### Given exercise
Return each line of the material below that contains the string "parts". Matching is case-sensitive.

### Data
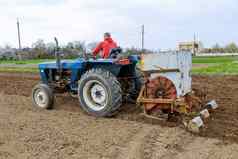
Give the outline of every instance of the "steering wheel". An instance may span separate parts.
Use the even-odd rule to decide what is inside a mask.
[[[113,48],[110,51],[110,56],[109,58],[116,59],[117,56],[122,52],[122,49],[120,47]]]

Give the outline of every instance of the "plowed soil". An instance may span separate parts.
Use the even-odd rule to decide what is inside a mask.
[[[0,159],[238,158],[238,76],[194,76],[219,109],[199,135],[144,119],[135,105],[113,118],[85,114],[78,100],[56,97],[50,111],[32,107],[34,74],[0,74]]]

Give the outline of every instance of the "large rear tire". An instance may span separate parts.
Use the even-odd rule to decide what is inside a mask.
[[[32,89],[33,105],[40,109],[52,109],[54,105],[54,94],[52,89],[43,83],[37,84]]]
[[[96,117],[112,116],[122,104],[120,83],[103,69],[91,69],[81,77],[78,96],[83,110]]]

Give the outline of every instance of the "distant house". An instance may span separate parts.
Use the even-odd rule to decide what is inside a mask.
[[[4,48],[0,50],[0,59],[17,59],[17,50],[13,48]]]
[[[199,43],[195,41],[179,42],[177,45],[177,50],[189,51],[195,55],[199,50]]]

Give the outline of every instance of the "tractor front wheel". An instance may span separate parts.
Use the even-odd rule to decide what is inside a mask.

---

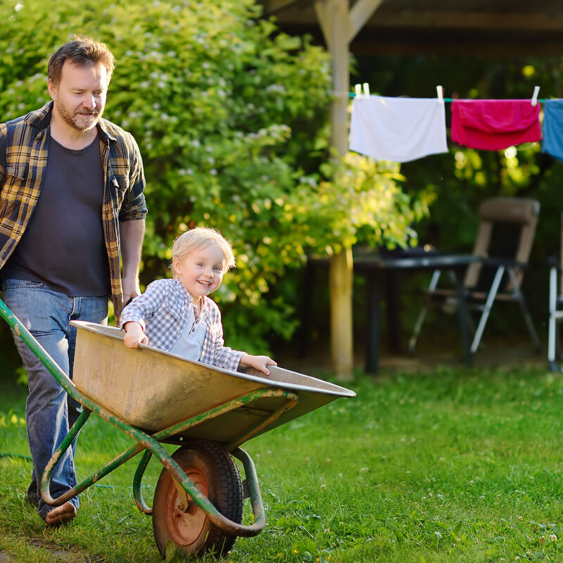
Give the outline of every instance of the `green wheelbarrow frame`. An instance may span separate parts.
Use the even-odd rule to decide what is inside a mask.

### Problem solution
Give the outline of every instance of the "steering wheel". An instance may span separate parts.
Give the outline of every instance of the "plowed soil". An instance may span separate parts.
Give the outline of every instance of the "large rear tire". An instance may span separate parts.
Give the outline of every instance of the "distant house". An instance may span separate parts.
Give the outline of every instance of the "tractor front wheel". An instance may span separate parts.
Give the outline of every instance of the `green wheelbarrow frame`. An instance may span separate parts.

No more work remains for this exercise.